• [Task objective]: Condense the paragraph in the iot text starting "iot is a Linux application program" into a short bulleted list that keeps its main facts.

• [Text shown]:
+ + + + + + +
I/O Doctors

#1

What is iot?

iot is a Linux application program that inserts the I/O toolkit middleware into the environment of all child processes of iot. iot has several options that allow for customizable instrumentation.


  • Wild card name selection of programs and files affected by iot middleware
  • Each child of iot generates its own ilz stream
  • Merging of all generated ilz streams into a single stream
  • Collection of kernel instrumentation such as diskstats, netstats, meminfo, and cpustat
  • Optional delay of iot intervention in programs until MPI_Initialized() returns true.
  • Benefits


  • No root permission needed
  • No recompiling or relinking
  • Minimal changes to run scripts
  • Compatible with MPI
  • Low overhead
  • Examples

    iot command is a pre-command, such as time:

                  

    % iot -f dd.icf dd if=/dev/zero of=/dev/null count=1024 bs=1m

    iot arguments

                  

    ​-f <icf_file_name> ​-c <file> collect all ilz streams in a single file ​​-m <mpi flavor> valid flavors are mpich, mpt, ompi

    Processes downstream of the iot process are selectable for instrumentation, based on the pathname of the program being executed, by directives in an iot configuration file (icf):

                  

    PROGRAMS.include={"*.exe:a.out"}.exclude={"sh:csh"}

    icf example

                  

    ​ilz.name={PROGRAM+"."+PID} ​​PROGRAMS.include={"*.exe"}.exclude{"/bin/*"} ​​ diskstats.interval={500}.devices={"sd*"} ​​ meminfo.interval={500} ​​​ FILES.include={"/tmp/**"} ​​​​ LAYERS.use={trc,psx}

    #2

    What is Pulse?
+ + + + + + +
• [Stored data]:
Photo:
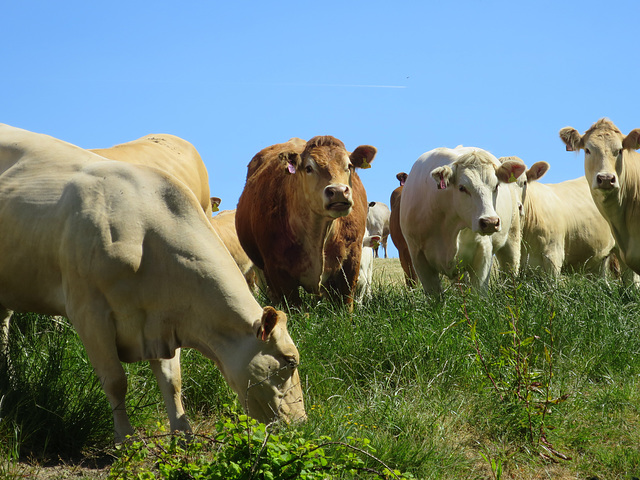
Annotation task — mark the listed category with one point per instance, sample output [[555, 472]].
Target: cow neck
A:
+ + + + + + +
• [Exercise answer]:
- iot is a Linux application program.
- It inserts the I/O toolkit middleware into the environment of all its child processes.
- It offers several options for customizable instrumentation.